* Provided data:
* * * * *
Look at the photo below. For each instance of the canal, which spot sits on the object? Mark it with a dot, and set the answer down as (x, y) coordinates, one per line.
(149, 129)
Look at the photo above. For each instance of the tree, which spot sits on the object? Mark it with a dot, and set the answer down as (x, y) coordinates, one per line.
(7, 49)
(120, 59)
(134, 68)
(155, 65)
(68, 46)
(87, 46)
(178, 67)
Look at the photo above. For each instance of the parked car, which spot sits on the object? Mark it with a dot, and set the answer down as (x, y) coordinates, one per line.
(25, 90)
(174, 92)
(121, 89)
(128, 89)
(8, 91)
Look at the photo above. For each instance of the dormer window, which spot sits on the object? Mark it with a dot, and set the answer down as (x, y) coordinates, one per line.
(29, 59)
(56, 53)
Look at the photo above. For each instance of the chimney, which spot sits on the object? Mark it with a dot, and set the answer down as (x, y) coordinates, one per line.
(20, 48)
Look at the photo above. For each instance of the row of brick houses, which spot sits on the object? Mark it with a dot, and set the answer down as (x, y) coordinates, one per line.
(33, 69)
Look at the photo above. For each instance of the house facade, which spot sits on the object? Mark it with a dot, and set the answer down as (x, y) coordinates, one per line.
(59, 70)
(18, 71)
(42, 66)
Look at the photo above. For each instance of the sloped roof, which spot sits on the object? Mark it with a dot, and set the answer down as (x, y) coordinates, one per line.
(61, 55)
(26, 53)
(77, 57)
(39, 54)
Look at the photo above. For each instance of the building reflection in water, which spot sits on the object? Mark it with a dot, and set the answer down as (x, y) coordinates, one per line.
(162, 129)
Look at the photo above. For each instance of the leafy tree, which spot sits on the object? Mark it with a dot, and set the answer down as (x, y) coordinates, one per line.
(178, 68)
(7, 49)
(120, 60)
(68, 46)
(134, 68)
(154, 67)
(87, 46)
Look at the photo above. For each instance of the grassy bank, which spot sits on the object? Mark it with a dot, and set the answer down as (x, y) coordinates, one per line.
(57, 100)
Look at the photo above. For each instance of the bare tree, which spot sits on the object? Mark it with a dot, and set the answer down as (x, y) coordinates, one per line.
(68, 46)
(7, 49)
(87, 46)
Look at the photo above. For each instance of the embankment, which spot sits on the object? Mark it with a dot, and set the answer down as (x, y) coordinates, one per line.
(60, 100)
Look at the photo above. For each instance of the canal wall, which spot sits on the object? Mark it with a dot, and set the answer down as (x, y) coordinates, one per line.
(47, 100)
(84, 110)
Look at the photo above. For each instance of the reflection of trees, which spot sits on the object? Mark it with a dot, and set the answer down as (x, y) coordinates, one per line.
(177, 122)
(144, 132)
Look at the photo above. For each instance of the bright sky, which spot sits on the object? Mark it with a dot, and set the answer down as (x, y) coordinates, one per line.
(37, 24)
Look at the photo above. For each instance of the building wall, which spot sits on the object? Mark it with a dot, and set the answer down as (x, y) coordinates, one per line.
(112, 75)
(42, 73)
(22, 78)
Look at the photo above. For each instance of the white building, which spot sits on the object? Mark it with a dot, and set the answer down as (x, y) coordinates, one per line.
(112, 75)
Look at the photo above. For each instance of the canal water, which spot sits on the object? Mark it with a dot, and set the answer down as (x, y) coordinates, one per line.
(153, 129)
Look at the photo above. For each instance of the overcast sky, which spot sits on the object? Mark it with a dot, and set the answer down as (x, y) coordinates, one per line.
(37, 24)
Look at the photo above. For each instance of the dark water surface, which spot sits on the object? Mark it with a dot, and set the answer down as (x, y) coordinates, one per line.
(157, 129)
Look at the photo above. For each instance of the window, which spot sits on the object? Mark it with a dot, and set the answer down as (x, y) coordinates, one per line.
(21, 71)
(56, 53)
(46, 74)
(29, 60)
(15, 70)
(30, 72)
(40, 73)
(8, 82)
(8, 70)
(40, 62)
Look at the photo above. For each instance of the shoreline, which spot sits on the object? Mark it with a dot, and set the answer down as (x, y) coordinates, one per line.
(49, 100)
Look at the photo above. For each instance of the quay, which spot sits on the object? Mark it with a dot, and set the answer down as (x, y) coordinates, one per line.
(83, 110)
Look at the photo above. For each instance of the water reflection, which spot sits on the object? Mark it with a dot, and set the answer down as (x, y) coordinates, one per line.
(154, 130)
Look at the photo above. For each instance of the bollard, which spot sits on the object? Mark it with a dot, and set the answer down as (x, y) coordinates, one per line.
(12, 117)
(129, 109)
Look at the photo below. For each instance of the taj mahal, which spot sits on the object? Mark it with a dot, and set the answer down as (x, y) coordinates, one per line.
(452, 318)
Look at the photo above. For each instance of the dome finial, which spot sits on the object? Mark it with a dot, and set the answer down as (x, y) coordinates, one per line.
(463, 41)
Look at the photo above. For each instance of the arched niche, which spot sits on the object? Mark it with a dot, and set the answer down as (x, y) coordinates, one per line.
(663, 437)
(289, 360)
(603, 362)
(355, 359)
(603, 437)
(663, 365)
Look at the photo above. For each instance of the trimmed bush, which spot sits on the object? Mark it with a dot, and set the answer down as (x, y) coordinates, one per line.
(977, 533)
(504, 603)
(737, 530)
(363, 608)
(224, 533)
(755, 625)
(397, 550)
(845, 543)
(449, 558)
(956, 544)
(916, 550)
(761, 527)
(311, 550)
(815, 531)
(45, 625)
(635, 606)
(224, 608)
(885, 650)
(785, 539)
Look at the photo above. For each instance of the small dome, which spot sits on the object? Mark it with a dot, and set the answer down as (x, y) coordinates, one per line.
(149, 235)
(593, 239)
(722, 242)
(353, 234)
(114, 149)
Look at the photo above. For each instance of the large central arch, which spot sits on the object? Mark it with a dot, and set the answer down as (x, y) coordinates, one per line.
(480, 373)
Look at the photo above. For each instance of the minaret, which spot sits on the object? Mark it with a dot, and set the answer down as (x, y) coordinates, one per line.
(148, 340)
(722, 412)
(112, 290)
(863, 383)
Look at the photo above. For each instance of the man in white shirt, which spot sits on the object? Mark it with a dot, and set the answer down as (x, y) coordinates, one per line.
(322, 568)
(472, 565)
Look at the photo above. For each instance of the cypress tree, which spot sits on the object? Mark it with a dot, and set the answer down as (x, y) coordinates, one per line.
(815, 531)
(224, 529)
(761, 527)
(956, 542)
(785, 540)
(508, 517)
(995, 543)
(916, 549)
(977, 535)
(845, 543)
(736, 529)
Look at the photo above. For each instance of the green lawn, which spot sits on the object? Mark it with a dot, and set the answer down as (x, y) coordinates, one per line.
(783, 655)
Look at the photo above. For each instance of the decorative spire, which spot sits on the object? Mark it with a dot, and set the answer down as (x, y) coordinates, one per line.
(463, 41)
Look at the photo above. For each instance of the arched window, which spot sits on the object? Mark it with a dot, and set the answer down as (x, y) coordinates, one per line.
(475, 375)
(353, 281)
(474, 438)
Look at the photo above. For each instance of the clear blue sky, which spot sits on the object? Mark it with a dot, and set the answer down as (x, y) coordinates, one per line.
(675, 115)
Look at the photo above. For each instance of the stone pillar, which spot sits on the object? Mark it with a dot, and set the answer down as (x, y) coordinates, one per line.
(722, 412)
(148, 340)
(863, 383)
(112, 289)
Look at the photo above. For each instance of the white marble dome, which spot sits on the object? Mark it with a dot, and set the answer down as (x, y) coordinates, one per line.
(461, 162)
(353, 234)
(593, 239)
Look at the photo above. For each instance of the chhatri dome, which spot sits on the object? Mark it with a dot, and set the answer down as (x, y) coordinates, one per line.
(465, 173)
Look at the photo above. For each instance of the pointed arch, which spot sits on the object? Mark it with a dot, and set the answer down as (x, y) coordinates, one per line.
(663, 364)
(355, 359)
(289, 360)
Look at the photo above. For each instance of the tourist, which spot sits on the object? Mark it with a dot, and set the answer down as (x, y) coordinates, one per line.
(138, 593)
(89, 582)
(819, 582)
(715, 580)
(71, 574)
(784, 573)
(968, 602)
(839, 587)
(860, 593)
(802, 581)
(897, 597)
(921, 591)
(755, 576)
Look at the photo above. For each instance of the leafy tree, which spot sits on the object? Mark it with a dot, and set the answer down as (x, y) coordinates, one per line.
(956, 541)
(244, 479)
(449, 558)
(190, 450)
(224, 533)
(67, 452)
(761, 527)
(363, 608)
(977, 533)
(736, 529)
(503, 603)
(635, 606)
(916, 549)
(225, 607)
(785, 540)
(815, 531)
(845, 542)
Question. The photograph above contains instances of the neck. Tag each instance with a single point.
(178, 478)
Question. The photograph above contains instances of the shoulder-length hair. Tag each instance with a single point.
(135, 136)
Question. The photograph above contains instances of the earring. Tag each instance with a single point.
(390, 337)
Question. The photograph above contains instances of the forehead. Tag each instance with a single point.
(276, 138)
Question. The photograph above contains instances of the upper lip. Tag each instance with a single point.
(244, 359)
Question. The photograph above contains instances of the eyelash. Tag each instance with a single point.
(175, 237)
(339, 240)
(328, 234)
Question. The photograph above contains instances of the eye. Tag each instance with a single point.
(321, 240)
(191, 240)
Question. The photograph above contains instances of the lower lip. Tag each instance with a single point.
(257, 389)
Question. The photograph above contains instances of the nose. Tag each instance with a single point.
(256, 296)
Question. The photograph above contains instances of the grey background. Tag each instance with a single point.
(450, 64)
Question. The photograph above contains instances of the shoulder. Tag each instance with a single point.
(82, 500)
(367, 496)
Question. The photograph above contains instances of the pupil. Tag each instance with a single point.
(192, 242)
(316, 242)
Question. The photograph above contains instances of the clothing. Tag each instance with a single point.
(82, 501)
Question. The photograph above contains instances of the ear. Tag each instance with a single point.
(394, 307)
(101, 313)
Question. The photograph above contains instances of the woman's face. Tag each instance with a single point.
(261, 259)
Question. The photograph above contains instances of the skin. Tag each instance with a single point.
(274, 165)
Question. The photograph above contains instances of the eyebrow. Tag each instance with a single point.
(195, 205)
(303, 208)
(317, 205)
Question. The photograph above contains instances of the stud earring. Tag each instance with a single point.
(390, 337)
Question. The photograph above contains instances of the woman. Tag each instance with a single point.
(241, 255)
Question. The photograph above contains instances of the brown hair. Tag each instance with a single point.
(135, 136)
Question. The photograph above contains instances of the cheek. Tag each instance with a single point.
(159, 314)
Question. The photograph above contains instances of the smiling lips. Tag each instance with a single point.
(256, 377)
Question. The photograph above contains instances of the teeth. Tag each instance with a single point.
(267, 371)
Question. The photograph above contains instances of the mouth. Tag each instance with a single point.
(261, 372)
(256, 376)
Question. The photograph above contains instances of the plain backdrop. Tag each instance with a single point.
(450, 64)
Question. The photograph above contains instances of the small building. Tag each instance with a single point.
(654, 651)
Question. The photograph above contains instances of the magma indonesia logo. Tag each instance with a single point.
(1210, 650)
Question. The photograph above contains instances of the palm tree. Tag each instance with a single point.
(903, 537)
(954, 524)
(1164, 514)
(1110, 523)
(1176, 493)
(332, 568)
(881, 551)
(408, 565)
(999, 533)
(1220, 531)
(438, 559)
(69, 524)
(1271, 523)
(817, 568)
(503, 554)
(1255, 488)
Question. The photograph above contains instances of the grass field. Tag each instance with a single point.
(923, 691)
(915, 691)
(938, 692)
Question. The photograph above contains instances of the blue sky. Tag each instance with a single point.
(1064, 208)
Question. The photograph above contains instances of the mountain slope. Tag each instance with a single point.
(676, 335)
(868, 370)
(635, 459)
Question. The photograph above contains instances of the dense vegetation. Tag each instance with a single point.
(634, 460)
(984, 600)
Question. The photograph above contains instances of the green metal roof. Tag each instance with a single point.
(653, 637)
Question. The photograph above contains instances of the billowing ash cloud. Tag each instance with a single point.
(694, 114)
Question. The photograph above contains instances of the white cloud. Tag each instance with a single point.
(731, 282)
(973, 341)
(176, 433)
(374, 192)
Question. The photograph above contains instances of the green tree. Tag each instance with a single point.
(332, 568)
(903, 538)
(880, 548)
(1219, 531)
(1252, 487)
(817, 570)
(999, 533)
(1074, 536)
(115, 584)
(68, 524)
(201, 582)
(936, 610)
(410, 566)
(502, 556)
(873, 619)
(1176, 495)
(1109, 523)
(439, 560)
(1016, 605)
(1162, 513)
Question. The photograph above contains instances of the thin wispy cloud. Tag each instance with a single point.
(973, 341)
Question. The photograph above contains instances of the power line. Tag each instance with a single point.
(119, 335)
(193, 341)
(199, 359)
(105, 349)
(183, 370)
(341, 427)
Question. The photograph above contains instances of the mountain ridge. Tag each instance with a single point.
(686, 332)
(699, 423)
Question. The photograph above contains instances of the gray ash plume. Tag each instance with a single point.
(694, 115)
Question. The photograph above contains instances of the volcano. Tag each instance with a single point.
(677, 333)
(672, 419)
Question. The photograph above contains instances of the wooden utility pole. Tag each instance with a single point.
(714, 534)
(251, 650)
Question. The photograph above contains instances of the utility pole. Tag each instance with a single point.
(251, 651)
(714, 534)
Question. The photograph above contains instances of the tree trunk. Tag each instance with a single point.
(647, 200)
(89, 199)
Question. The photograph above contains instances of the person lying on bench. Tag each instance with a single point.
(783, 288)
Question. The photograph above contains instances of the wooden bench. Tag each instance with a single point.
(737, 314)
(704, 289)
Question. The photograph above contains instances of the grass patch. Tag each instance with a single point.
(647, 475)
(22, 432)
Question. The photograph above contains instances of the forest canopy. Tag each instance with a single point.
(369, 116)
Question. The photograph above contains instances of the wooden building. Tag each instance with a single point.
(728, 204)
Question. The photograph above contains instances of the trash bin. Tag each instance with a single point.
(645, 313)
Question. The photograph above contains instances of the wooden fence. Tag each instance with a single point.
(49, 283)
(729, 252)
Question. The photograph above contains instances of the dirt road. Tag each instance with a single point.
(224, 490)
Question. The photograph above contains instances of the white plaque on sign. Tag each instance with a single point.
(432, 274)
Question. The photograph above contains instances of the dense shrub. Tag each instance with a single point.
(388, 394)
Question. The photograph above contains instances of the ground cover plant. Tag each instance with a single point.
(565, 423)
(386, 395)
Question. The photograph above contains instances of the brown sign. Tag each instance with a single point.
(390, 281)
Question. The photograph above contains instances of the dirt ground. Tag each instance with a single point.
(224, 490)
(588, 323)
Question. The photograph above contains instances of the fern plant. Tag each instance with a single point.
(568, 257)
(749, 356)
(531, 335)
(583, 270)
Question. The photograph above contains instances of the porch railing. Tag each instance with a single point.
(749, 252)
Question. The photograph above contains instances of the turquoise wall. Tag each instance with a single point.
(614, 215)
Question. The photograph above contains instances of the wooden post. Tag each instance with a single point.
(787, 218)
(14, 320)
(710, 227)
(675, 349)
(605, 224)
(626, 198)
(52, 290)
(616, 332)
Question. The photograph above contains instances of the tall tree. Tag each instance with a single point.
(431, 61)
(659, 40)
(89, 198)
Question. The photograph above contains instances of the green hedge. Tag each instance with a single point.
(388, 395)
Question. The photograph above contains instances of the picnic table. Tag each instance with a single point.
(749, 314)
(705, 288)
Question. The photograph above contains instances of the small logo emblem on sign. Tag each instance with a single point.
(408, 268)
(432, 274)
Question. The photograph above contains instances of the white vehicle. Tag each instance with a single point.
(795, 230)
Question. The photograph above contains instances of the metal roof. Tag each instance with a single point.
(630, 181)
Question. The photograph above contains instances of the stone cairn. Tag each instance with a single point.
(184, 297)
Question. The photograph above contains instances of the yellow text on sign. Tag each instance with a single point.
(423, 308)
* * * * *
* What you will do:
Write out, exactly as shown, only the lines running from the one that contains "Question. The photograph above contains instances of the porch" to the last line above.

* Reply to the exercise:
Question. The photograph above contains instances of the porch railing. Tag each instance with a single point.
(749, 252)
Question. The photograph above contains instances of the turquoise wall. Tag each instance with a single point.
(614, 215)
Question. The photograph above contains instances of the wooden post. Tag each instance with a single point.
(787, 218)
(14, 320)
(710, 227)
(675, 349)
(605, 224)
(626, 198)
(52, 290)
(616, 332)
Question. The photograph above contains instances of the tall tree. Tag each instance with a single point.
(431, 61)
(659, 40)
(89, 198)
Question. The photograph above contains instances of the green hedge. Tag each instance with a single point.
(388, 395)
Question. The photograph above contains instances of the picnic table. Tag each instance with a single point.
(749, 314)
(705, 288)
Question. The photograph above contains instances of the small logo emblem on sign. Tag each instance with a single point.
(408, 268)
(432, 274)
Question. The photograph above contains instances of the white vehicle. Tag each instance with a single point.
(795, 230)
Question. The photograph above contains instances of the metal roof. Tag each instance with a single point.
(630, 181)
Question. The photograph above contains instances of the stone cairn. Tag each instance with a single point.
(184, 297)
Question. The photograph above contains instances of the yellow text on sign. Tag each instance with a single point.
(423, 308)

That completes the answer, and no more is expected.